Page:

=-=-=-=-=

That makes no sense: the Huguenots were persecuted by and fled from Catholic France TO England and other Protestant countries.
You do know that Henry VIII created the Anglican church in opposition to Catholicism?
Re:Of all the things to hide under floorboards.... (Score:4)
It makes perfect sense if you realize that the Catholics weren't the only people who comitted atrocities in those wars.
The vast majority of Huguenots fled to South Africa, not England btw.
>You do know that Henry VIII created the Anglican church in opposition to Catholicism?
1) False - Henry VIII created the Anglican church because he wanted a Catholic church that deemed the monarch a higher authority than the pope.
Even today the Anglican church is the most similar to the catholic church of all protestant churches.

=-=-=-=-=

Supplied records:

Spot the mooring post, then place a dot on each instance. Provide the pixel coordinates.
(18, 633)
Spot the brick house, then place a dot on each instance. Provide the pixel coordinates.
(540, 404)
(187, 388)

=-=-=-=-=

Exercise instructions:
(1) Translate this sentence from the forum comments into Spanish: "Even today the Anglican church is the most similar to the catholic church of all protestant churches."
(2) Reproduce, without any changes, all the rows about the mooring post and the brick house.
The forum comments and the rows are unrelated to each other.

Answers:
(1) Incluso hoy, la iglesia anglicana es la más parecida a la iglesia católica de todas las iglesias protestantes.

(2)
Spot the mooring post, then place a dot on each instance. Provide the pixel coordinates.
(18, 633)
Spot the brick house, then place a dot on each instance. Provide the pixel coordinates.
(540, 404)
(187, 388)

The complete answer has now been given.